### ИНСТРУКЦИЯ К ЗАДАНИЮ
Перепишите строки от строки с «pixel 2 220.» до строки с «pixel 68 353», заменив «stage floor» на «stage surface». Всё остальное должно остаться без изменений.

───── МАТЕРИАЛЫ УПРАЖНЕНИЯ

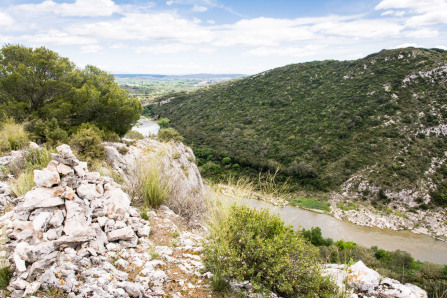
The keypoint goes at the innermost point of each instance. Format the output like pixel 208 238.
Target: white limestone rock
pixel 121 234
pixel 41 197
pixel 78 219
pixel 117 203
pixel 363 278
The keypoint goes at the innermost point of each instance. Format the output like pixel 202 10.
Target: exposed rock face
pixel 365 282
pixel 177 167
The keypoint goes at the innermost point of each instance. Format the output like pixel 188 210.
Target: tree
pixel 38 84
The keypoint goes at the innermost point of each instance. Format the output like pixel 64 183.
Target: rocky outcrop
pixel 76 232
pixel 361 281
pixel 176 163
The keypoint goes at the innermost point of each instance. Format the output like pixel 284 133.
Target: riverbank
pixel 427 222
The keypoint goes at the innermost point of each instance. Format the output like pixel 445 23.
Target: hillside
pixel 377 122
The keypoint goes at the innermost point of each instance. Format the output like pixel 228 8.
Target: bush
pixel 47 132
pixel 256 246
pixel 87 143
pixel 135 135
pixel 12 136
pixel 163 123
pixel 169 134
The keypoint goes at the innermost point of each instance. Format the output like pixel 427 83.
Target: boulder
pixel 117 203
pixel 363 278
pixel 87 191
pixel 121 234
pixel 78 219
pixel 41 197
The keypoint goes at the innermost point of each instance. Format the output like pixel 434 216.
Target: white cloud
pixel 163 49
pixel 146 27
pixel 360 28
pixel 56 38
pixel 80 8
pixel 297 52
pixel 6 20
pixel 422 33
pixel 199 8
pixel 427 12
pixel 93 48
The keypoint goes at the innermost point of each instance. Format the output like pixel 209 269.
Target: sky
pixel 219 36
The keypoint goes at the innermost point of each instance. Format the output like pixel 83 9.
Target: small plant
pixel 174 243
pixel 257 246
pixel 22 184
pixel 144 214
pixel 153 189
pixel 87 143
pixel 12 136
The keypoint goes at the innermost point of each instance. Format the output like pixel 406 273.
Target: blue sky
pixel 219 36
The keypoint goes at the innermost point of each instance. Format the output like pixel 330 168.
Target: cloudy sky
pixel 219 36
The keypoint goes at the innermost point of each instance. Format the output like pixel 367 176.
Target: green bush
pixel 87 143
pixel 169 134
pixel 163 123
pixel 135 135
pixel 256 246
pixel 12 136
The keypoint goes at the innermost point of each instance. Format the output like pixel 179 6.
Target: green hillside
pixel 380 121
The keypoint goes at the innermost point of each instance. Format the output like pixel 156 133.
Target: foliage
pixel 39 84
pixel 311 203
pixel 12 136
pixel 87 143
pixel 169 134
pixel 315 237
pixel 163 123
pixel 47 131
pixel 256 246
pixel 322 122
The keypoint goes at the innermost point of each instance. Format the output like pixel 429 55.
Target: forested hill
pixel 380 120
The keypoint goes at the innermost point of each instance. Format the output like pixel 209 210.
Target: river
pixel 146 126
pixel 421 247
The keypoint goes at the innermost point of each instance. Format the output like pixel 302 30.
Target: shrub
pixel 226 161
pixel 135 135
pixel 256 246
pixel 47 132
pixel 87 143
pixel 12 136
pixel 169 134
pixel 163 123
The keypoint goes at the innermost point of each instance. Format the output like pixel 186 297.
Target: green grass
pixel 311 203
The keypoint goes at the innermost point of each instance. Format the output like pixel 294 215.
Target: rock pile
pixel 362 281
pixel 77 232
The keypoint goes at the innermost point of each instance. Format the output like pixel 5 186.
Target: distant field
pixel 149 86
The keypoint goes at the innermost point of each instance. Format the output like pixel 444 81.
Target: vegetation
pixel 256 246
pixel 399 265
pixel 322 122
pixel 12 136
pixel 169 134
pixel 38 84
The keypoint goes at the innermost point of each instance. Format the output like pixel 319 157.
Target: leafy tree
pixel 163 122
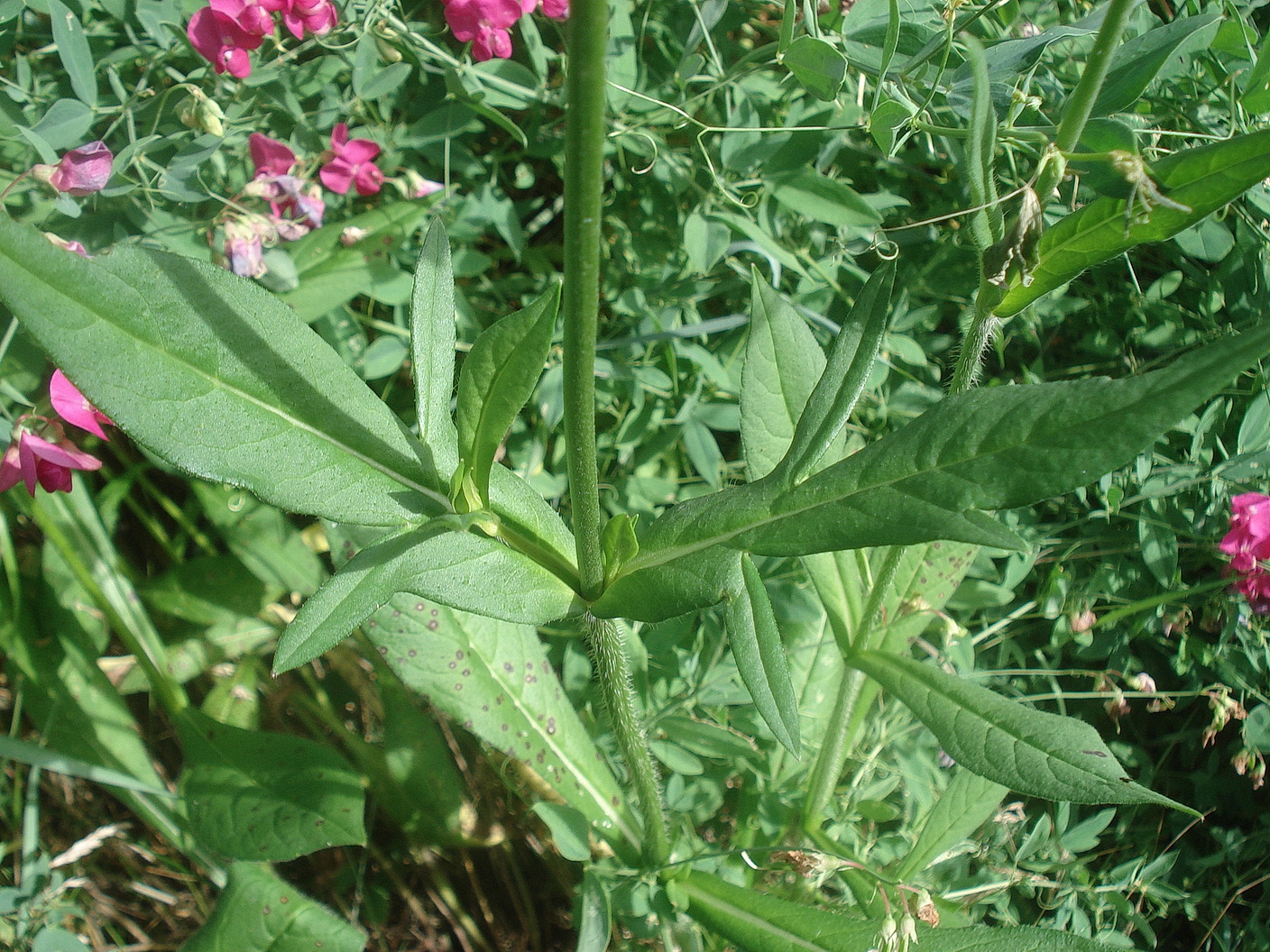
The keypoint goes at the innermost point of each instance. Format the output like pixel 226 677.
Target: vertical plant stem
pixel 615 682
pixel 837 739
pixel 583 183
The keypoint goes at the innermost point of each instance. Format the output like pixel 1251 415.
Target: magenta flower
pixel 33 460
pixel 270 155
pixel 80 171
pixel 224 41
pixel 317 17
pixel 485 24
pixel 352 164
pixel 1248 546
pixel 74 407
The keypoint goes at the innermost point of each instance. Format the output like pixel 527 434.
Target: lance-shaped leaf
pixel 761 923
pixel 458 569
pixel 267 796
pixel 432 345
pixel 961 810
pixel 261 911
pixel 497 379
pixel 851 361
pixel 1029 750
pixel 1201 179
pixel 218 377
pixel 756 645
pixel 494 679
pixel 783 363
pixel 992 448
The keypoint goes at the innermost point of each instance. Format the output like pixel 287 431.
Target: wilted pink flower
pixel 34 458
pixel 224 41
pixel 352 164
pixel 68 245
pixel 1248 546
pixel 74 407
pixel 80 171
pixel 317 17
pixel 270 155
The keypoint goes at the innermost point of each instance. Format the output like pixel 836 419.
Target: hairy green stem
pixel 1080 105
pixel 838 737
pixel 583 183
pixel 604 641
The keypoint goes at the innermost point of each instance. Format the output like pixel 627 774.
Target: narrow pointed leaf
pixel 498 377
pixel 1029 750
pixel 432 348
pixel 783 363
pixel 261 911
pixel 1203 179
pixel 267 796
pixel 457 569
pixel 761 923
pixel 218 377
pixel 756 645
pixel 850 363
pixel 494 679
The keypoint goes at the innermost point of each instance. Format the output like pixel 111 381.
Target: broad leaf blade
pixel 267 796
pixel 457 569
pixel 1029 750
pixel 493 678
pixel 783 363
pixel 761 923
pixel 498 377
pixel 432 342
pixel 259 911
pixel 961 810
pixel 217 376
pixel 756 645
pixel 1203 179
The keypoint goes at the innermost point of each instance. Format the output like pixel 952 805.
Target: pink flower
pixel 49 462
pixel 74 407
pixel 68 245
pixel 223 41
pixel 485 24
pixel 1248 546
pixel 80 171
pixel 317 17
pixel 270 155
pixel 352 164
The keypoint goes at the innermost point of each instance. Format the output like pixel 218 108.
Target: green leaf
pixel 1203 179
pixel 761 923
pixel 783 363
pixel 267 796
pixel 819 198
pixel 258 911
pixel 847 371
pixel 497 380
pixel 458 569
pixel 218 377
pixel 74 51
pixel 961 810
pixel 49 759
pixel 1138 61
pixel 569 829
pixel 1029 750
pixel 756 645
pixel 818 68
pixel 990 448
pixel 494 679
pixel 432 342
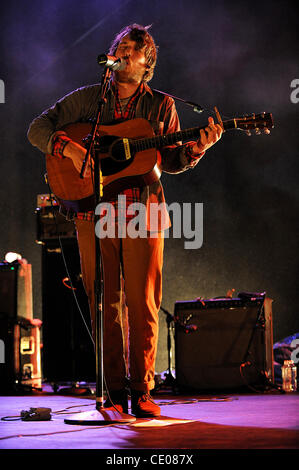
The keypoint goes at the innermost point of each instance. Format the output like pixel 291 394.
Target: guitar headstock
pixel 255 123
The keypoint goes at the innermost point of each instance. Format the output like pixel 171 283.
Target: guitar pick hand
pixel 77 154
pixel 208 137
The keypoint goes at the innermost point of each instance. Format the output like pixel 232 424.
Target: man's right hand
pixel 77 154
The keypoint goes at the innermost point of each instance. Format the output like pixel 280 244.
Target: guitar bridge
pixel 127 148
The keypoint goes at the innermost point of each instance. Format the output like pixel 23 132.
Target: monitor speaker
pixel 223 344
pixel 68 352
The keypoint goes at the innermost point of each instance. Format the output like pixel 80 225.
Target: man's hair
pixel 140 35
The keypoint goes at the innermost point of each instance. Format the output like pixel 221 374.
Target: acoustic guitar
pixel 129 157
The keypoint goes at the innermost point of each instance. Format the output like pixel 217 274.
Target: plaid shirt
pixel 132 194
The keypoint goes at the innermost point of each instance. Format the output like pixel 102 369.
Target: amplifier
pixel 16 289
pixel 51 224
pixel 20 362
pixel 223 343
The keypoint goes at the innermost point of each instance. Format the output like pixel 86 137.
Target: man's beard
pixel 124 76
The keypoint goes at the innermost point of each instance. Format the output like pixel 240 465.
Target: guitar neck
pixel 171 139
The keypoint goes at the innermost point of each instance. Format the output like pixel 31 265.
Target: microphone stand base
pixel 100 417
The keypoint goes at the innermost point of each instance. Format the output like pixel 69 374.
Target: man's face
pixel 135 59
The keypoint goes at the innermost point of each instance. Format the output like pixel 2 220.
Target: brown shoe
pixel 143 405
pixel 117 399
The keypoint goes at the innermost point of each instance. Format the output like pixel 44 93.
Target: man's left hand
pixel 208 137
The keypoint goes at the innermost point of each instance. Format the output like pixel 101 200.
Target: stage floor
pixel 199 422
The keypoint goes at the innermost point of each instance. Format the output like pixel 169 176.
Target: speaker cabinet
pixel 20 358
pixel 16 289
pixel 223 344
pixel 68 353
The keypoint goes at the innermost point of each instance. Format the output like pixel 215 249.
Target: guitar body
pixel 128 156
pixel 142 168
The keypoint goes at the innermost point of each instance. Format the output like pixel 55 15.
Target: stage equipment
pixel 100 415
pixel 16 289
pixel 68 352
pixel 224 343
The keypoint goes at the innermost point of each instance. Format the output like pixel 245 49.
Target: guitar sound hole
pixel 120 150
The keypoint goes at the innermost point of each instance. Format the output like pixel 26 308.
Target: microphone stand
pixel 169 378
pixel 100 415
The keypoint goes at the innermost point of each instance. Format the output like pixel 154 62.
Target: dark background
pixel 240 56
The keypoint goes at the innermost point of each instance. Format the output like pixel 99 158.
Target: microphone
pixel 112 62
pixel 190 328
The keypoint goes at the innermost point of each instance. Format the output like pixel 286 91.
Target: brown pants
pixel 140 262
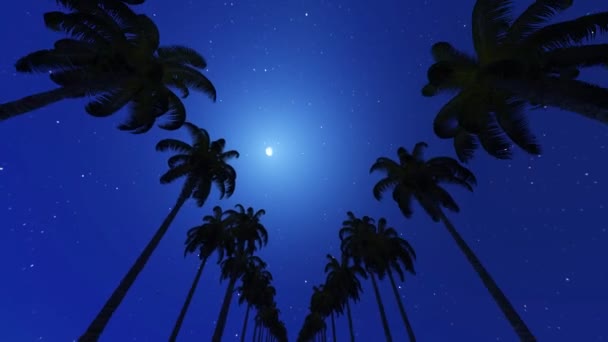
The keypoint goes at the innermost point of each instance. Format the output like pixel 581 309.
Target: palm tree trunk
pixel 97 326
pixel 333 327
pixel 182 314
pixel 387 331
pixel 350 322
pixel 244 330
pixel 518 325
pixel 221 321
pixel 29 103
pixel 406 321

──────────

### ПРАВИЛЬНЫЙ ОТВЕТ
The keypoint goes at the innermost point of each instance. Format the output like pixel 2 220.
Target: brown shoe
pixel 143 405
pixel 117 399
The keypoint goes at the innermost point of each instance. Format the output like pixel 44 93.
Target: man's left hand
pixel 208 137
The keypoint goes at the innermost point of each instance. Format the output like pixel 101 200.
Target: stage surface
pixel 199 422
The keypoint goes at the innermost point of each instance. Format the output like pixel 169 176.
Target: speaker cabinet
pixel 20 358
pixel 16 289
pixel 223 344
pixel 68 353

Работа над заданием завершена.